→ Your goal: Rewrite all of the data below in full, shifting every x and y coordinate in the answers by adding 18 to it. Leave every other line unchanged.

→ Position annotation records:
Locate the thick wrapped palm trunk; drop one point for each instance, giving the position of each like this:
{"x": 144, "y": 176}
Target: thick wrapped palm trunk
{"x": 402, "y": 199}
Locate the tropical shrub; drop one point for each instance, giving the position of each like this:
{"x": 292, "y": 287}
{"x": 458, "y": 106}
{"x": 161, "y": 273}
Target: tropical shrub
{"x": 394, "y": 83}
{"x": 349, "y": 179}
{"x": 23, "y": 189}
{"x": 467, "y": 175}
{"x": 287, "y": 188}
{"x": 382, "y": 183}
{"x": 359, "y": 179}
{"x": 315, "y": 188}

→ Full solution:
Locate the thick wrapped palm trunk; drop one point for each instance, giving the position of each like this:
{"x": 144, "y": 176}
Target: thick wrapped palm trunk
{"x": 420, "y": 217}
Locate the tropical shrub; drop one point for each instance, giving the position of each like this:
{"x": 292, "y": 287}
{"x": 458, "y": 106}
{"x": 161, "y": 273}
Target: tropical shrub
{"x": 412, "y": 101}
{"x": 367, "y": 197}
{"x": 41, "y": 207}
{"x": 485, "y": 193}
{"x": 305, "y": 206}
{"x": 400, "y": 201}
{"x": 377, "y": 197}
{"x": 333, "y": 206}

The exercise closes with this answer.